Requirement: The output should consist solely of the line containing "of the picture" and all lines after it through the final line of the entries below, reproduced exactly.

[Photo-based referring expression data]
■ ■ ■ ■ ■ ■ ■

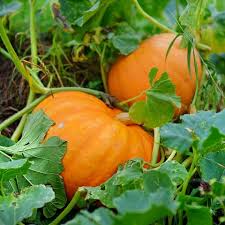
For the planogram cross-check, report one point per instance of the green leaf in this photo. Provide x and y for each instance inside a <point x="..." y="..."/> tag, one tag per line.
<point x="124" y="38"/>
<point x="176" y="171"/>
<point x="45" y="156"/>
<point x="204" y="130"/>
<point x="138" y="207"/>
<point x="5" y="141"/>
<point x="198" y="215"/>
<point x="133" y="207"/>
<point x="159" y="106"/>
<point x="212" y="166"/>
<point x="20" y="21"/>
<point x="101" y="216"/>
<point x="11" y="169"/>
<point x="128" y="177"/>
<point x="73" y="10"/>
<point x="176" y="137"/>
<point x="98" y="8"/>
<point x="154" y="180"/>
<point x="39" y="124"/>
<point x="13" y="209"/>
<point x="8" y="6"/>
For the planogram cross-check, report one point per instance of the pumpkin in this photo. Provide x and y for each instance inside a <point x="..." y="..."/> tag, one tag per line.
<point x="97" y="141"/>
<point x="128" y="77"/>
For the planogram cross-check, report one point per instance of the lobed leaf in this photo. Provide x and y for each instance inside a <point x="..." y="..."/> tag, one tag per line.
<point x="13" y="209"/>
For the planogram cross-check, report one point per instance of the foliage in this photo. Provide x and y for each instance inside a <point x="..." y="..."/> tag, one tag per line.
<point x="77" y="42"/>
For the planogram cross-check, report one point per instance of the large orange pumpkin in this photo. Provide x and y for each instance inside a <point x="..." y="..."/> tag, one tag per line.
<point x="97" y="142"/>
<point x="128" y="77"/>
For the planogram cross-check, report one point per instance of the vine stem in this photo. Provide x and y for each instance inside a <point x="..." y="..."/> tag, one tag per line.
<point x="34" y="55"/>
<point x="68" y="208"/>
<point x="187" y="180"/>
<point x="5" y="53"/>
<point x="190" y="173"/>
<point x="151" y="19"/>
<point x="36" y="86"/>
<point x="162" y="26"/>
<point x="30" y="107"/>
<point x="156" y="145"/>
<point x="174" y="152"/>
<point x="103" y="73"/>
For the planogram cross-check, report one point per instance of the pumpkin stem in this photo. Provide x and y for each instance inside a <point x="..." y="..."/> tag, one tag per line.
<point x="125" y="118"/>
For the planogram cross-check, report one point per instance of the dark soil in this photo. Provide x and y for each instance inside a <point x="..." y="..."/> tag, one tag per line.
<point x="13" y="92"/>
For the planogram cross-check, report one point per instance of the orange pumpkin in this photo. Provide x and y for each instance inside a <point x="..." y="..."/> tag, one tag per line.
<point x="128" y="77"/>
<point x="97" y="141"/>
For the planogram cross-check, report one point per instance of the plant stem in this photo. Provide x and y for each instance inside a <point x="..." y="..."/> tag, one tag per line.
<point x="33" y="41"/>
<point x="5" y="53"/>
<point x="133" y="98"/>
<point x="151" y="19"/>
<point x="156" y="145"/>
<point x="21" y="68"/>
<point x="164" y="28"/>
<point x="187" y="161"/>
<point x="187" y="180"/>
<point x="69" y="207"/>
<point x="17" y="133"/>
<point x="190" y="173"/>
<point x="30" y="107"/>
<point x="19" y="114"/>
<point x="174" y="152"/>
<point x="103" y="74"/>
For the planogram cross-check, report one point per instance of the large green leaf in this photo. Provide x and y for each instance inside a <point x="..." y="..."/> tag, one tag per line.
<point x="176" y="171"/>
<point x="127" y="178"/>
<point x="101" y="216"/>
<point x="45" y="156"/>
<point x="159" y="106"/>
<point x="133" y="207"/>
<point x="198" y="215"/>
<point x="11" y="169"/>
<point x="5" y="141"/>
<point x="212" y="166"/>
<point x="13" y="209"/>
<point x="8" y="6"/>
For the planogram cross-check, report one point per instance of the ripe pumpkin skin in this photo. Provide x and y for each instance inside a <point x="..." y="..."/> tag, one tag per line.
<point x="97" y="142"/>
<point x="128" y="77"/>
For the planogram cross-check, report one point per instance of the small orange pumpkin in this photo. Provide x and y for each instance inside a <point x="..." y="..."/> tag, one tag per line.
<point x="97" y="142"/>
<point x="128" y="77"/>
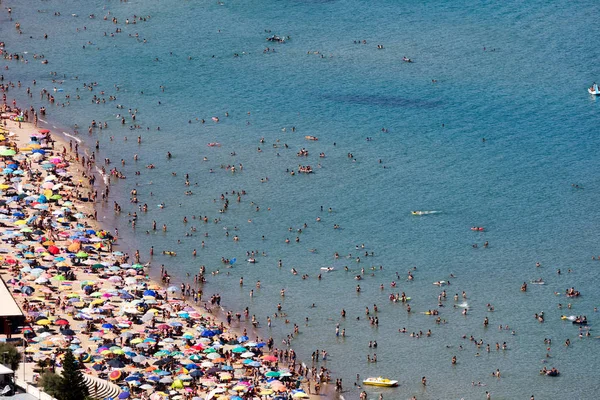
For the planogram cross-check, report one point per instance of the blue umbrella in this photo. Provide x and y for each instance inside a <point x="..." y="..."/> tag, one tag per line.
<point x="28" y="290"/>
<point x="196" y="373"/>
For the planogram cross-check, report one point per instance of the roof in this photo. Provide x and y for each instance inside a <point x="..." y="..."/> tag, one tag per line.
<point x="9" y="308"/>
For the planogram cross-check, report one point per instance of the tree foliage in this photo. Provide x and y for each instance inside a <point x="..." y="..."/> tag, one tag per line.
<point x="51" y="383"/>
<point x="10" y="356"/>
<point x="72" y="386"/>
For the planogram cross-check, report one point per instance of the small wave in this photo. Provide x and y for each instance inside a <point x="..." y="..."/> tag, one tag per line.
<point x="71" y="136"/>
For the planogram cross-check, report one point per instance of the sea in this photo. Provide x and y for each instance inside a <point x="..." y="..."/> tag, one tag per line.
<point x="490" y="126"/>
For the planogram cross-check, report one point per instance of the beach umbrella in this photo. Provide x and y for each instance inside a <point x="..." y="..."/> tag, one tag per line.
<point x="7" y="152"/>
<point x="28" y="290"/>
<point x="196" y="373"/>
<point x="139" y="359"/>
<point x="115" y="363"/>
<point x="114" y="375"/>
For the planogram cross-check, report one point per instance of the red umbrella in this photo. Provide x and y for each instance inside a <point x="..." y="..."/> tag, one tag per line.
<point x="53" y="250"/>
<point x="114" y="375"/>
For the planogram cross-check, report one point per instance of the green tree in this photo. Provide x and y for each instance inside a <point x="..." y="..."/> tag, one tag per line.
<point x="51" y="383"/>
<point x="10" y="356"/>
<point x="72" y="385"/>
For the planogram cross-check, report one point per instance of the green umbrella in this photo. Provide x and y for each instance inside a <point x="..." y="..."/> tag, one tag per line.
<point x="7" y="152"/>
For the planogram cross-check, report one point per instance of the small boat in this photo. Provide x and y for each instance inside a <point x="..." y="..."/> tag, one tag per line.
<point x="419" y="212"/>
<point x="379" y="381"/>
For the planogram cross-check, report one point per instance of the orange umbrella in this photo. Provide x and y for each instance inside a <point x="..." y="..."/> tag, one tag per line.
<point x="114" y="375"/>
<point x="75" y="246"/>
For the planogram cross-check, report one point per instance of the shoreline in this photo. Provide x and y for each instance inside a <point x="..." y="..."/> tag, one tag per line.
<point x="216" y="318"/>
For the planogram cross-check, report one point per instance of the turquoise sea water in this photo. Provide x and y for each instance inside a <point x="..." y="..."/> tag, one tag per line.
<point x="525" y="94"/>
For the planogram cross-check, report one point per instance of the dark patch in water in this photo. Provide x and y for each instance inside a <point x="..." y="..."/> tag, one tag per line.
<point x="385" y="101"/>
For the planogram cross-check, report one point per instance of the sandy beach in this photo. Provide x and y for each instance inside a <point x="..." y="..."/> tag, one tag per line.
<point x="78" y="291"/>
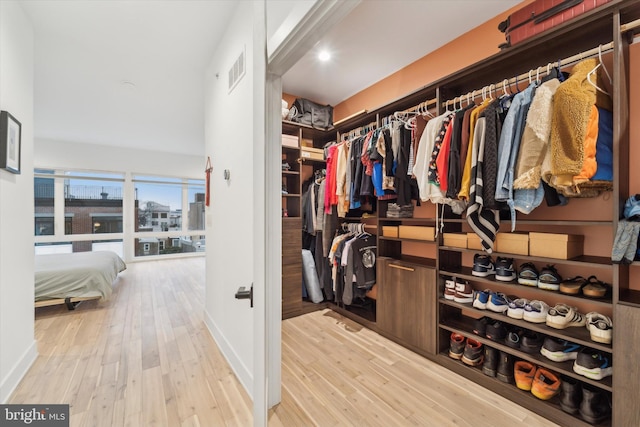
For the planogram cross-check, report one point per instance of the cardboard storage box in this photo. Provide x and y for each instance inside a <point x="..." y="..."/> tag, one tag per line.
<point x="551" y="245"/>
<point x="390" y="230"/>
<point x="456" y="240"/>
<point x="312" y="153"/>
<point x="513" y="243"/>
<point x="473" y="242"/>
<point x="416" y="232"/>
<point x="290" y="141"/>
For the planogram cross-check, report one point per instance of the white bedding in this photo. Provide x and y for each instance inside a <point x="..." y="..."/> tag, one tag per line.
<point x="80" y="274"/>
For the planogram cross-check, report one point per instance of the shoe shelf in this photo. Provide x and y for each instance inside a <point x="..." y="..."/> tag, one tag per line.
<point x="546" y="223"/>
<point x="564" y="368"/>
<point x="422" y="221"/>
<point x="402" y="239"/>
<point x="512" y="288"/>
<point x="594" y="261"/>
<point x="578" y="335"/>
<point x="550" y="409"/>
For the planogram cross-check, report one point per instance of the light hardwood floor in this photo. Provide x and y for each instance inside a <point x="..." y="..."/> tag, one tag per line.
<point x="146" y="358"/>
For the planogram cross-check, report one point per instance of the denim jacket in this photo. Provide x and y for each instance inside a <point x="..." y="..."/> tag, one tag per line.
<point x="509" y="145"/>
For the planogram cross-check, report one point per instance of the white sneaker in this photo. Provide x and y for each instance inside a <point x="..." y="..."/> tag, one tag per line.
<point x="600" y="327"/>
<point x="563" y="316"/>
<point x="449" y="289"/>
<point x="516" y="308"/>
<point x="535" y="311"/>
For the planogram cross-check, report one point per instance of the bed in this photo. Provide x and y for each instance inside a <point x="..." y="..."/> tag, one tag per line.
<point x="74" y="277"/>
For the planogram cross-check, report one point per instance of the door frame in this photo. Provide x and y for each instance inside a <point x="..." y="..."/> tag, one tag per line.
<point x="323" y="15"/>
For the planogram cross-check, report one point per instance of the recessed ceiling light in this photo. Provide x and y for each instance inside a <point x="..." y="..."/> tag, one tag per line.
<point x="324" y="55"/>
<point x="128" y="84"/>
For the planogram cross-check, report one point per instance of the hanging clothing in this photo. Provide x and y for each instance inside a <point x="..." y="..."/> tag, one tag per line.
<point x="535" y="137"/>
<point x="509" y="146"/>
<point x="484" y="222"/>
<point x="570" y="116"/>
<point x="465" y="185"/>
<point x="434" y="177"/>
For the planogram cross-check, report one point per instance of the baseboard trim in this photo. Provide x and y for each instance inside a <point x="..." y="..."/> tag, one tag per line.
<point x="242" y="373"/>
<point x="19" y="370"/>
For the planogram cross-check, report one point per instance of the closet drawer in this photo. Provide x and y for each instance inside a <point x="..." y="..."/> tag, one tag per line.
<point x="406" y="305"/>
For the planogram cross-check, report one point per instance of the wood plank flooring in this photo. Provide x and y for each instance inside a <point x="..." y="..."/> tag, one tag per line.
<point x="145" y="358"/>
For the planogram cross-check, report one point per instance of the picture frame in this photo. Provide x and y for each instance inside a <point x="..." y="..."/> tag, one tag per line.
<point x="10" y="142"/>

■ ■ ■ ■ ■ ■ ■

Expected output:
For the planogram cross-check, report one point per instance of the picture frame in this photo. Provide x and y for each instance inside a <point x="..." y="..."/> tag, one tag per line.
<point x="10" y="142"/>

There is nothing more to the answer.